Work to do | Rewrite the material below, swapping every "innermost point" for "central point" and leaving everything else as it is.

◇ ◇ ◇ ◇

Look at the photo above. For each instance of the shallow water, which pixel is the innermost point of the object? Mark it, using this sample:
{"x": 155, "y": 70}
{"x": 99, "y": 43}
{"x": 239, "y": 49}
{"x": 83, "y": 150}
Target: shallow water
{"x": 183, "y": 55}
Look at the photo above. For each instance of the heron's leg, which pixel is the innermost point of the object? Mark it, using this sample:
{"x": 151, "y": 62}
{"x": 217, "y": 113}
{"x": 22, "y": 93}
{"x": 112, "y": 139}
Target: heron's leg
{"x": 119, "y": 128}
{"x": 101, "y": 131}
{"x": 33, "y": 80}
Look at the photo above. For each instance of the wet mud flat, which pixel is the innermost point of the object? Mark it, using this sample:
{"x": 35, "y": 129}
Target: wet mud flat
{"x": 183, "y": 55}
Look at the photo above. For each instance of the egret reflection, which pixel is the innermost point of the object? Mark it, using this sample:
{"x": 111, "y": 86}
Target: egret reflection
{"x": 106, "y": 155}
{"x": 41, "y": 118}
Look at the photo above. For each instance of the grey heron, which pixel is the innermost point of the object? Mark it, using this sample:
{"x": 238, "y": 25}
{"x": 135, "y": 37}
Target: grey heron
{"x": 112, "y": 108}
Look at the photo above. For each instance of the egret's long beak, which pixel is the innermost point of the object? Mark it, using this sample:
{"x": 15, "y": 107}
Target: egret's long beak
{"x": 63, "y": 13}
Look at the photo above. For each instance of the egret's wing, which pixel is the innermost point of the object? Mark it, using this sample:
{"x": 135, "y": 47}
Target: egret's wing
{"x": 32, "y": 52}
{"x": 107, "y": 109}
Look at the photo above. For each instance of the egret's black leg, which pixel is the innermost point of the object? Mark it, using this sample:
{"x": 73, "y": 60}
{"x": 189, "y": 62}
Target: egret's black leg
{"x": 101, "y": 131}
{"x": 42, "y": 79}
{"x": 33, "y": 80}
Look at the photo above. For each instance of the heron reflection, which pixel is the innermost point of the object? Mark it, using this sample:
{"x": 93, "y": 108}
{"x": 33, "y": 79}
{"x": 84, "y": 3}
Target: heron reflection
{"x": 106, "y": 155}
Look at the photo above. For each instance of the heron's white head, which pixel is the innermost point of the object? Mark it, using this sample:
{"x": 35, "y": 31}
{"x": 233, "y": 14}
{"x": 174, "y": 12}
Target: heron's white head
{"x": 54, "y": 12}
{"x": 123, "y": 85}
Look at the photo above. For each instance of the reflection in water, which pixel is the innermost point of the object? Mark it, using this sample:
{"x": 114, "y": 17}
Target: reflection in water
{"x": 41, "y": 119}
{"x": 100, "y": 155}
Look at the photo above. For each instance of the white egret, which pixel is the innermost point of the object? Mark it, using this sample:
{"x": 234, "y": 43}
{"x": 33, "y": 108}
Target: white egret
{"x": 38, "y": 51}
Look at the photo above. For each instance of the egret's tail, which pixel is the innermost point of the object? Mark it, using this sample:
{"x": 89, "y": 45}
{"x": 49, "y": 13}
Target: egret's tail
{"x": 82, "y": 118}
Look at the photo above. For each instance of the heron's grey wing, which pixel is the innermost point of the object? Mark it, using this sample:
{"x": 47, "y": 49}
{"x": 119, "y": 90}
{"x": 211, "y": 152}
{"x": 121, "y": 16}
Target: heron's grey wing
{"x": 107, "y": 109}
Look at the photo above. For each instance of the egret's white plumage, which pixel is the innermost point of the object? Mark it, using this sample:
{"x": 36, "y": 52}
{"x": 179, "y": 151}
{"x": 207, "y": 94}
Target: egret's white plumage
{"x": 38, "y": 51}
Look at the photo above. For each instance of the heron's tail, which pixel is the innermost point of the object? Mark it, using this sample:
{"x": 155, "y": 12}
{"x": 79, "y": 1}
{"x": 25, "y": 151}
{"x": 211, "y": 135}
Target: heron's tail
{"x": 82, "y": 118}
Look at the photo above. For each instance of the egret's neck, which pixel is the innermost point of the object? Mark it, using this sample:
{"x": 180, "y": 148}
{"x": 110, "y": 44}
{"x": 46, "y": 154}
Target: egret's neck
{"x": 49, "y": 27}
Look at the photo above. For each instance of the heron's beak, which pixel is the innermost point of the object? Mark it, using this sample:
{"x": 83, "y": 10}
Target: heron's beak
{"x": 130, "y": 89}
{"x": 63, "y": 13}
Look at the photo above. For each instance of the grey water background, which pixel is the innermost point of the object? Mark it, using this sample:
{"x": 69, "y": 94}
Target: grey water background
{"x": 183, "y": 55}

◇ ◇ ◇ ◇

Output for this task |
Look at the photo above. For each instance of the shallow water, which pixel is the central point of the object? Mark it, using this sample:
{"x": 155, "y": 70}
{"x": 99, "y": 43}
{"x": 239, "y": 49}
{"x": 83, "y": 150}
Target: shallow water
{"x": 183, "y": 55}
Look at the photo above. For each instance of the heron's leg, which pixel is the central point of the object? Mark it, using this sample:
{"x": 151, "y": 62}
{"x": 217, "y": 113}
{"x": 22, "y": 93}
{"x": 112, "y": 139}
Target: heron's leg
{"x": 119, "y": 128}
{"x": 101, "y": 131}
{"x": 33, "y": 80}
Look at the photo above. For each instance of the wet mud flat, which pixel is the central point of the object? Mark it, using this sample:
{"x": 35, "y": 129}
Target: wet mud flat
{"x": 183, "y": 55}
Look at the photo above. For each instance of the egret reflection, which pixel is the central point of the object? Mark it, using this sample:
{"x": 111, "y": 86}
Target: egret reflection
{"x": 106, "y": 155}
{"x": 41, "y": 118}
Look at the photo above. For each instance of the grey heron, which pixel is the central point of the object? Mark it, using this sample:
{"x": 238, "y": 25}
{"x": 135, "y": 37}
Target: grey heron
{"x": 112, "y": 108}
Look at the photo above. For each instance of the egret's long beak, which pixel is the central point of the object? Mark it, using this sample:
{"x": 15, "y": 107}
Target: egret's long beak
{"x": 63, "y": 13}
Look at the photo above. For each instance of the egret's wing, which pixel is the central point of the object? Mark it, using this sample:
{"x": 135, "y": 47}
Target: egret's wing
{"x": 32, "y": 52}
{"x": 107, "y": 109}
Look at the photo above. For each instance of the egret's black leg, which pixel is the central point of the object? Mark it, using this sample:
{"x": 73, "y": 60}
{"x": 189, "y": 62}
Target: egret's black leg
{"x": 101, "y": 131}
{"x": 42, "y": 79}
{"x": 33, "y": 80}
Look at the photo above. For each instance of the heron reflection, which pixel is the central point of the object? Mark it, using this sample:
{"x": 93, "y": 108}
{"x": 33, "y": 79}
{"x": 84, "y": 3}
Target: heron reflection
{"x": 106, "y": 155}
Look at the photo above. For each instance of the heron's white head, which pixel is the central point of the object? Mark it, using this sample:
{"x": 35, "y": 31}
{"x": 233, "y": 14}
{"x": 174, "y": 12}
Target: heron's white head
{"x": 54, "y": 12}
{"x": 123, "y": 85}
Look at the photo above. For each instance of the reflection in water, which pixel is the central point of the object? Mark it, using this sample:
{"x": 114, "y": 17}
Target: reflection in water
{"x": 41, "y": 119}
{"x": 100, "y": 155}
Look at the photo above. For each instance of the white egret, which pixel is the central point of the object? Mark it, using this sample:
{"x": 234, "y": 43}
{"x": 33, "y": 108}
Target: white egret
{"x": 38, "y": 51}
Look at the photo above. For each instance of the egret's tail, which pixel is the central point of the object? Mark it, using this sample:
{"x": 89, "y": 45}
{"x": 49, "y": 13}
Target: egret's tail
{"x": 82, "y": 118}
Look at the photo above. For each instance of the heron's grey wing, which pixel is the central point of the object? Mark it, using this sample:
{"x": 47, "y": 49}
{"x": 119, "y": 90}
{"x": 211, "y": 152}
{"x": 121, "y": 16}
Target: heron's grey wing
{"x": 107, "y": 109}
Look at the photo above. For each instance of the egret's white plumage, which pixel is the central point of the object? Mark it, using this sample:
{"x": 36, "y": 52}
{"x": 179, "y": 151}
{"x": 207, "y": 94}
Target: egret's white plumage
{"x": 38, "y": 51}
Look at the photo above. For each instance of the heron's tail, which pixel is the central point of the object? Mark it, using this sample:
{"x": 155, "y": 12}
{"x": 79, "y": 1}
{"x": 25, "y": 151}
{"x": 211, "y": 135}
Target: heron's tail
{"x": 82, "y": 118}
Look at the photo above. For each instance of the egret's neck, which pixel is the central point of the object? Mark it, using this sample:
{"x": 180, "y": 148}
{"x": 110, "y": 44}
{"x": 46, "y": 154}
Target: egret's neck
{"x": 49, "y": 27}
Look at the photo above. For each instance of the heron's beak, which pixel is the central point of the object? Mark it, using this sample:
{"x": 83, "y": 10}
Target: heron's beak
{"x": 130, "y": 89}
{"x": 63, "y": 13}
Look at the photo above. For each instance of the grey water background, which pixel is the central point of the object? Mark it, using this sample:
{"x": 69, "y": 94}
Target: grey water background
{"x": 183, "y": 55}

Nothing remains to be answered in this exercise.